Jacques Maritain Center : A First Glance at St. Thomas Aquinas / by Ralph McInerny

3. REVIVING THOMISM

On August 4, 1879, Pope Leo XIII wrote a letter to the world, an encyclical, which was named from its opening words Aeterni Patris. In English it was named On Christian Philosophy. In this letter, Leo urged Catholic theologians and philosophers to take their cue from St. Thomas Aquinas and he urged Catholic schools and colleges and universities and especially seminaries to give pride of place to the thought of Aquinas.

Thus it was that the Leonine Revival came about. Leo ordered a critical edition of the writings of Thomas, which all these years later is still in progress; courses of study, schools, journals, societies sprang up all over the world and studies of the thought of Thomas poured from the presses.

In the United States, the American Catholic Philosophical Association was founded as well as its journal The New Scholasticism. Other journals, The Thomist and Modern Schoolman were founded. As mentioned earlier, students in Catholic colleges and universities took from four to eight required courses in philosophy, courses based on the thought of Thomas Aquinas.

Why? On the face of it, this seems an extraordinary thing. Imagine that there are 643 philosophers, say, and one day, strolling in the papal gardens, Leo XIII decides to pick one of them as the more or less official philosopher of the Church. We might feel sorry for the 642. Why were they overlooked and Thomas chosen? It isn't like a governor designating the begonia as the state flower, given all the things that happened as the result of the choice.

You might even wonder why the Church should care all that much about philosophy to elevate Thomas above all the others. Of course, Thomas was a theologian as well as a philosopher and the Church has a more than passing interest in theology, but even so, it can seem an arbitrary choice. Why Thomas?

The fast answer is: because what he teaches is true. Does this mean none of the other philosophers taught truths? It would be hard to fail entirely in the quest for truth. The reason is found in the fundamental characteristics of Thomas's outlook, and these are shared by many other philosophers, but Thomas had a way of writing and arguing that has survived better.

The motivation for what Leo XIII did has to be looked for in the way the Church sees the modern world. There may have been those in the nineteenth century who thought everything was hunky-dory, but the Church didn't think so. Nowadays it is hard to find anyone who thinks the times are fine, but there is little agreement of what went wrong. That things have gone wrong is something on which you can get a lot of agreement, and I mean among philosophers.

Leo in the nineteenth century was disturbed by things out of which our own troubles have largely come. The problems were philosophical before they were religious. Kierkegaard, writing earlier in the nineteenth century, said: The reason we have forgotten what it is to be a Christian is that we have forgotten what it is to be a man. In order to understand the Church's recommendation of St. Thomas as our chief guide in philosophy we have to understand the philosophical situation to which Thomism is the antidote.

The World III Lost

René Descartes (1596-1650) stands at the beginning. Rightly called Father of Modern Philosophy, he effected a revolution in the way we think about ourselves and the world, although he himself was perhaps not aware how radically different his approach to philosophy was.

Like many others, Descartes did well in college, learned all kinds of things and then one day, in winter camp in a hot room, put an unsettling question to himself. What do I really know? All kinds of things clattered around in his head, of course -- he could remember this teacher and that at the Jesuit college at La Fleche -- but it seemed to him that he knew nothing with such certainty that he could not at least imagine it was false.

··········

Exercise directions:
Reproduce everything in the Aquinas text from "The World III" down to "to philosophy was.", swapping "revolution" for "transformation". Rely only on the Aquinas text above for this work.

Dataset excerpt:
··········

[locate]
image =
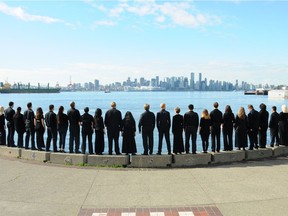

··········

Written solution:
The World III Lost

René Descartes (1596-1650) stands at the beginning. Rightly called Father of Modern Philosophy, he effected a transformation in the way we think about ourselves and the world, although he himself was perhaps not aware how radically different his approach to philosophy was.